> [Task description] Repeat the records below exactly as they appear.

> [Task material]
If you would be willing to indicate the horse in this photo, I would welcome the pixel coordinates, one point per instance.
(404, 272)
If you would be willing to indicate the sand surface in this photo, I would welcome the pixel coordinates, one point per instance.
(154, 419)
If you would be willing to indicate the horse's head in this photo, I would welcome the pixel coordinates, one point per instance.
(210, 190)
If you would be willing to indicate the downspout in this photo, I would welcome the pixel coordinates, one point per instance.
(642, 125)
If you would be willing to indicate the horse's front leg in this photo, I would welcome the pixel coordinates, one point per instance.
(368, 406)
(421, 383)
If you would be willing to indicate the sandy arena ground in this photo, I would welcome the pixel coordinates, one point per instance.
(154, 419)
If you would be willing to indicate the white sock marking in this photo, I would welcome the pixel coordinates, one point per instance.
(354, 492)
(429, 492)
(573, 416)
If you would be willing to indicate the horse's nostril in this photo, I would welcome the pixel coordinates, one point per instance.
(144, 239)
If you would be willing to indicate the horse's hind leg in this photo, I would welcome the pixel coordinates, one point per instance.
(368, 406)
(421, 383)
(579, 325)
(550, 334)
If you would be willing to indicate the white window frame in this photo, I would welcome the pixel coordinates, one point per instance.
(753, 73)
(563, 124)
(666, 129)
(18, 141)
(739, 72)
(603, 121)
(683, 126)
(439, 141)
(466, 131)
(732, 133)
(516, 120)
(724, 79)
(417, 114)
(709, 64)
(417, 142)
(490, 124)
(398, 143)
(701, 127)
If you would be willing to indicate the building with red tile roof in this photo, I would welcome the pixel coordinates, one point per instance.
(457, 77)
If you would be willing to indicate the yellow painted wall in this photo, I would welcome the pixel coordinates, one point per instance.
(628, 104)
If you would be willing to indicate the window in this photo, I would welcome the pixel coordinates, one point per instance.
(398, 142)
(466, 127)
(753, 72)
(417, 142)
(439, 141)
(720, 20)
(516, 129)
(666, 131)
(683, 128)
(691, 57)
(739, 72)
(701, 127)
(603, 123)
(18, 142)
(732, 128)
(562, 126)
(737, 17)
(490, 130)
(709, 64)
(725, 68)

> [Result]
If you would be willing to indicate the horse in this photo, I would welcome the pixel coordinates, one point per instance.
(404, 272)
If you would be willing to indicate the sand surface in this photo, I would welcome the pixel coordinates, one point per instance.
(154, 419)
If you would be willing to indicate the horse's head in this photo, I would welcome the pixel coordinates, one point per instance.
(210, 190)
If you would be willing to indicate the downspout in this photo, I would welcome the pixel coordinates, one point per instance.
(642, 125)
If you would be willing to indicate the horse's front leg in this photo, I would welcome the pixel coordinates, one point per instance.
(368, 406)
(421, 383)
If you would be willing to indicate the sandy arena ground in this photo, I would welcome the pixel coordinates, one point per instance.
(154, 419)
If you would be willing to indicate the white sock marking in this photo, I would welcome the pixel coordinates, one point per instance.
(354, 492)
(429, 492)
(573, 416)
If you would be willing to indicate the horse's nostril in this photo, I would welcome the pixel coordinates, one point per instance.
(144, 239)
If you would be willing to indicate the horse's hind leg in this photo, I would welcome the pixel coordinates, one point per instance.
(368, 406)
(421, 383)
(579, 325)
(550, 334)
If you would be willing to indicate the white window frame in this photo, I would welcome the pixel coordinates, one point per instance.
(753, 73)
(563, 124)
(666, 129)
(18, 141)
(739, 72)
(603, 121)
(683, 126)
(439, 141)
(466, 131)
(732, 133)
(516, 120)
(724, 79)
(417, 114)
(709, 64)
(417, 142)
(490, 124)
(398, 143)
(701, 127)
If you would be willing to indicate the building with red tile roof in this photo, I would welcome the pixel coordinates, one point per instance.
(457, 77)
If you would be willing to indicate the yellow painted wall in this photo, I would welcome the pixel coordinates, one point per instance.
(628, 104)
If you would be willing to indicate the window in this photo, I would welcome the pixel coordinates, one point per instance.
(398, 142)
(466, 127)
(753, 72)
(417, 142)
(439, 141)
(720, 20)
(516, 129)
(666, 131)
(683, 128)
(691, 57)
(739, 72)
(701, 127)
(603, 123)
(18, 142)
(732, 128)
(562, 126)
(737, 17)
(490, 130)
(709, 64)
(725, 68)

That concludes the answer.